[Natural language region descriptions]
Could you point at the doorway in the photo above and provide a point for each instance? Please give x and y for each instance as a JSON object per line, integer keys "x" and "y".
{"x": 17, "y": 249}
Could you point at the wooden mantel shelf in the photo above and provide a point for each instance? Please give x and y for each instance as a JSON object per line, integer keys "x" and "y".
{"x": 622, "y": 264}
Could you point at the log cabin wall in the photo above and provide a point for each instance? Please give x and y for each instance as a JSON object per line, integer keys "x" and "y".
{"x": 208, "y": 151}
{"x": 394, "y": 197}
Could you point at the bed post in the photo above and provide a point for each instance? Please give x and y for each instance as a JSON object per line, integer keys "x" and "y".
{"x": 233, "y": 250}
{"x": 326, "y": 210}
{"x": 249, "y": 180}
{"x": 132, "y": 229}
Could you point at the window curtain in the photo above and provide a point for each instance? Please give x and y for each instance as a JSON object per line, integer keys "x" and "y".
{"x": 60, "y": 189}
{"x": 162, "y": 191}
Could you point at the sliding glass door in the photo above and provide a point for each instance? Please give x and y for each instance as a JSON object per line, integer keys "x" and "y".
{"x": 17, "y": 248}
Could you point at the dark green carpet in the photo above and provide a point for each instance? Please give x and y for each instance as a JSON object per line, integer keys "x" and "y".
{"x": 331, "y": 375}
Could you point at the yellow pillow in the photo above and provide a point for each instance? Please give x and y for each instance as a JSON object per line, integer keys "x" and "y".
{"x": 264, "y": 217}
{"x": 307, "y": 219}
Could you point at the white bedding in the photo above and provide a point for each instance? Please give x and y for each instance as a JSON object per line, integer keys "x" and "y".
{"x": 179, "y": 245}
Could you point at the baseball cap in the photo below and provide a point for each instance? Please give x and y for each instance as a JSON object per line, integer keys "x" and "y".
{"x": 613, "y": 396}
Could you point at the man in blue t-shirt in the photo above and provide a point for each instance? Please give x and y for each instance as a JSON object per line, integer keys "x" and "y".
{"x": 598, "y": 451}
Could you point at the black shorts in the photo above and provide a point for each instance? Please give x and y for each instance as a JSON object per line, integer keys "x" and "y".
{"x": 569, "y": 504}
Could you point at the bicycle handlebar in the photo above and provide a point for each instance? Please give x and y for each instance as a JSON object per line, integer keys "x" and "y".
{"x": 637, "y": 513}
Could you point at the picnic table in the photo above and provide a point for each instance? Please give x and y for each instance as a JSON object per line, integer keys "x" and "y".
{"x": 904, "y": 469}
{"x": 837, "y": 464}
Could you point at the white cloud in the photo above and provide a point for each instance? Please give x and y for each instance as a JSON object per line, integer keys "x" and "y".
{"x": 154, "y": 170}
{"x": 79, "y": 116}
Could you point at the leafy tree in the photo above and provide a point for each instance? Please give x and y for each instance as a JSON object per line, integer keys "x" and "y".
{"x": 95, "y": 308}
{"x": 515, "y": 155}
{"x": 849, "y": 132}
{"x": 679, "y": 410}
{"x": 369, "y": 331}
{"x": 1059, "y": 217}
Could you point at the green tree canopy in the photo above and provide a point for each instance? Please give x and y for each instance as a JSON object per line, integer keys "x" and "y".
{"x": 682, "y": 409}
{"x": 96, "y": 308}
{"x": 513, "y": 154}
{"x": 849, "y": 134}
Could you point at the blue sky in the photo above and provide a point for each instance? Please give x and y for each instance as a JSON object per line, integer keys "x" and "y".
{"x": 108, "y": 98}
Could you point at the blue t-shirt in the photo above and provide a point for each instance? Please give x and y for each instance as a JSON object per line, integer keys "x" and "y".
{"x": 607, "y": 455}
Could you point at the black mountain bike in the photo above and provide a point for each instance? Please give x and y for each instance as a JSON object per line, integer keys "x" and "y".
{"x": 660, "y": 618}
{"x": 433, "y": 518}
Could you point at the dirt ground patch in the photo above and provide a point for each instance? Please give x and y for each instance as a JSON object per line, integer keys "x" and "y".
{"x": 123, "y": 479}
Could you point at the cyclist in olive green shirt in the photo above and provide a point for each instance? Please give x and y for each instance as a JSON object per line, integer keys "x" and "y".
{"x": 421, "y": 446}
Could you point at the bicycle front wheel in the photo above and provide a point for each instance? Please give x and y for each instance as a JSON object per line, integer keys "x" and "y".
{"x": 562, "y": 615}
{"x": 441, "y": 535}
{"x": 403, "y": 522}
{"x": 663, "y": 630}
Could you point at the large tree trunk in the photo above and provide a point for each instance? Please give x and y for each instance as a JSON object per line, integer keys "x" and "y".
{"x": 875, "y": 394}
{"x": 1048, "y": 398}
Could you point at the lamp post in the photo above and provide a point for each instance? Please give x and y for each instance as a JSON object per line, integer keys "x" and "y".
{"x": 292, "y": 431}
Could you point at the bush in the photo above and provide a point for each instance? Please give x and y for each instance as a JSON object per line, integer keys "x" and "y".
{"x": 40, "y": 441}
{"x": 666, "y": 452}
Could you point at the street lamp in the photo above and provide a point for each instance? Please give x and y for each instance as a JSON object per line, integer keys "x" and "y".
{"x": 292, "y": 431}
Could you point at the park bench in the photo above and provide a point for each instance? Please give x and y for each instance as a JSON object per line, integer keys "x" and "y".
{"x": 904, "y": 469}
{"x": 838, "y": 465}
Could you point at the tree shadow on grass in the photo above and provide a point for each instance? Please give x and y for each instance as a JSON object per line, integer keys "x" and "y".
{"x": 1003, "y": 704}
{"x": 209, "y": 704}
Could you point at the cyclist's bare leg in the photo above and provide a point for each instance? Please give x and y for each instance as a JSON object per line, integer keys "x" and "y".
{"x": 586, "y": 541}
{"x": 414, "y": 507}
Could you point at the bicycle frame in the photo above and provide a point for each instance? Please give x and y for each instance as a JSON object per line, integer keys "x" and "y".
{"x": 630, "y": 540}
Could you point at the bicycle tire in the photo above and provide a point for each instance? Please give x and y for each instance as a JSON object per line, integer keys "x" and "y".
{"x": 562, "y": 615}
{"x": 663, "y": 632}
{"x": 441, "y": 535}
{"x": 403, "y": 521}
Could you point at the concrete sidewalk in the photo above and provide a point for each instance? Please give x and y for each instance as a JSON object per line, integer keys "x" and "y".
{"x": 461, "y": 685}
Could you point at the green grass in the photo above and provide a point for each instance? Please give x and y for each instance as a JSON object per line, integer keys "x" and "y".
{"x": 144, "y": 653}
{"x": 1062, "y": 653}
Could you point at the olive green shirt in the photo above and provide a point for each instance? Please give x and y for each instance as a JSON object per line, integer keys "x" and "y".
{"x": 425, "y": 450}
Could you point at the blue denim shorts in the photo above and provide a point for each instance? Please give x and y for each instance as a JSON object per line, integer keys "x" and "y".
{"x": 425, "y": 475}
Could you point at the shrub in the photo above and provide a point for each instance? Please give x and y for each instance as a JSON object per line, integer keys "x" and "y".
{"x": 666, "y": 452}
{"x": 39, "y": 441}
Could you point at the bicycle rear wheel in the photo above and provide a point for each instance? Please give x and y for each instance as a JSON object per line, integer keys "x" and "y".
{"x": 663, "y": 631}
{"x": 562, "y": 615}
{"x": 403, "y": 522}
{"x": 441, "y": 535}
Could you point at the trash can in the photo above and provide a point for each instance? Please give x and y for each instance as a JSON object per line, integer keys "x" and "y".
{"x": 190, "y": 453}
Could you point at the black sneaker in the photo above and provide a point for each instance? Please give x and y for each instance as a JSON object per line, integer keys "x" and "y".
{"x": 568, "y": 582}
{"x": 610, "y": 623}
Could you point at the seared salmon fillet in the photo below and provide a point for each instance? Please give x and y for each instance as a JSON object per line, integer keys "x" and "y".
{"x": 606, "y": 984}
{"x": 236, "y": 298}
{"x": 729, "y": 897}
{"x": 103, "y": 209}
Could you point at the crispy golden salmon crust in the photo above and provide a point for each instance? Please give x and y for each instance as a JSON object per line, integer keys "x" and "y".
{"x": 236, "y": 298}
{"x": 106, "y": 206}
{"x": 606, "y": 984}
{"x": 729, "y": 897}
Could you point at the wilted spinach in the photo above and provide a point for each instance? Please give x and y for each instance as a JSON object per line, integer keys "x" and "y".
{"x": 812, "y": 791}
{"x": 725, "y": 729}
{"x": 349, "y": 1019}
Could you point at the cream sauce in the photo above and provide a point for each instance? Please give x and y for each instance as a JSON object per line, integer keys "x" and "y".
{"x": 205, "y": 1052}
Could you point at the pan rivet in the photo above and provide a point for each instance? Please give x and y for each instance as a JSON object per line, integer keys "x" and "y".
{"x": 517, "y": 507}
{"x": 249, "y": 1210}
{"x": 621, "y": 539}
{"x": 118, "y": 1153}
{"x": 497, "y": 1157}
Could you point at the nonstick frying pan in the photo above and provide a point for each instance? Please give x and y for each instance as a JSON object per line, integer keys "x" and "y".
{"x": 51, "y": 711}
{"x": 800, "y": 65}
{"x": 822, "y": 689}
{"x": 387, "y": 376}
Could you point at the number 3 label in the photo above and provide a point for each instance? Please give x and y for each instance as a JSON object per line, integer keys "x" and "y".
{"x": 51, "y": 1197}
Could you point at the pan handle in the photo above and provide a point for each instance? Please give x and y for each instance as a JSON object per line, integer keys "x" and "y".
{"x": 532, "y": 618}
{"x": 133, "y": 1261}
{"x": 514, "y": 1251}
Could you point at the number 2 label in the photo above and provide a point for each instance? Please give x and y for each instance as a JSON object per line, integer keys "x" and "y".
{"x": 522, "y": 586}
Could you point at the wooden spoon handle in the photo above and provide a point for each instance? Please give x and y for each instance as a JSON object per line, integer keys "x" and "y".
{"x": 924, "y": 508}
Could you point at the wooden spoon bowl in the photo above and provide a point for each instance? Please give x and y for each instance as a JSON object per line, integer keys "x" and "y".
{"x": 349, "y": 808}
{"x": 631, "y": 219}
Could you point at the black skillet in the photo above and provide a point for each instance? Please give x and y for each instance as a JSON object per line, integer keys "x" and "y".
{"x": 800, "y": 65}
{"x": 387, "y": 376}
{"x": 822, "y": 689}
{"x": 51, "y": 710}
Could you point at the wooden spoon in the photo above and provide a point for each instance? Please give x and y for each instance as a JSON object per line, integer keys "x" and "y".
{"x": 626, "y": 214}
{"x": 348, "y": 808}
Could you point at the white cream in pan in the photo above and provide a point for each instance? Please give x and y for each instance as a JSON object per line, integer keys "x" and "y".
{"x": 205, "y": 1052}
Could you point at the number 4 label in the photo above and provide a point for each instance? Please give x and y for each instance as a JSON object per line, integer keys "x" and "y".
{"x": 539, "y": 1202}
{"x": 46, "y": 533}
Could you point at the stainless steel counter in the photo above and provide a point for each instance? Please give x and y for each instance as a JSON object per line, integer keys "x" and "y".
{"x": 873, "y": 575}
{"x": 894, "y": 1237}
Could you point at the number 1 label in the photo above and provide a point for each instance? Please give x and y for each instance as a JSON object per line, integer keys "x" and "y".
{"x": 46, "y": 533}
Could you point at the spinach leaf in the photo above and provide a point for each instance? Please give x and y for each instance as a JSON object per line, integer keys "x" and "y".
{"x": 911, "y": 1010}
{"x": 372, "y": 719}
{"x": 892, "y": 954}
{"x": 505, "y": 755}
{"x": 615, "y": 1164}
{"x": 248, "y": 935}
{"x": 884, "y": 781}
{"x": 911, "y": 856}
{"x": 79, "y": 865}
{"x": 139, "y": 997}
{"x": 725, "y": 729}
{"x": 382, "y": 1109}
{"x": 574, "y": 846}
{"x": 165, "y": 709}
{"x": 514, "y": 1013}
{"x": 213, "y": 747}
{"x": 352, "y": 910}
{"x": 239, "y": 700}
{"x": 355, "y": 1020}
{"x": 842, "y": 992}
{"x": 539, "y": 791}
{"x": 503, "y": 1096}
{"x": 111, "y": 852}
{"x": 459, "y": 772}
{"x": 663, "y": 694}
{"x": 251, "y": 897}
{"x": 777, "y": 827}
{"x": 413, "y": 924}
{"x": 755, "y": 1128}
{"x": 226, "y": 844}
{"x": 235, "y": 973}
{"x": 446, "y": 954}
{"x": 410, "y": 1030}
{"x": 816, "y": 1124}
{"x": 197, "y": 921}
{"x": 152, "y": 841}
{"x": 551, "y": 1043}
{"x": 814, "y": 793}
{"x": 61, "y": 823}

**Task to carry out**
Each line from the one with "Could you point at the spinach" through the end of the entries above is to be returned word for word. Nothing else belongs in the answer.

**Answer for this exercise**
Could you point at the spinach leaf in the photo above and provide a point for each instance? Please give x and y for each instance as a JSON object per line, integer keys "x" and "y".
{"x": 911, "y": 1010}
{"x": 372, "y": 719}
{"x": 892, "y": 954}
{"x": 505, "y": 755}
{"x": 615, "y": 1164}
{"x": 248, "y": 935}
{"x": 884, "y": 781}
{"x": 911, "y": 856}
{"x": 79, "y": 865}
{"x": 139, "y": 997}
{"x": 725, "y": 729}
{"x": 382, "y": 1109}
{"x": 574, "y": 846}
{"x": 165, "y": 709}
{"x": 514, "y": 1013}
{"x": 213, "y": 747}
{"x": 352, "y": 910}
{"x": 239, "y": 700}
{"x": 355, "y": 1020}
{"x": 842, "y": 992}
{"x": 539, "y": 791}
{"x": 503, "y": 1096}
{"x": 111, "y": 852}
{"x": 459, "y": 772}
{"x": 663, "y": 694}
{"x": 251, "y": 897}
{"x": 777, "y": 827}
{"x": 413, "y": 924}
{"x": 755, "y": 1128}
{"x": 226, "y": 844}
{"x": 235, "y": 973}
{"x": 446, "y": 954}
{"x": 410, "y": 1030}
{"x": 816, "y": 1124}
{"x": 197, "y": 921}
{"x": 152, "y": 841}
{"x": 551, "y": 1043}
{"x": 814, "y": 793}
{"x": 61, "y": 823}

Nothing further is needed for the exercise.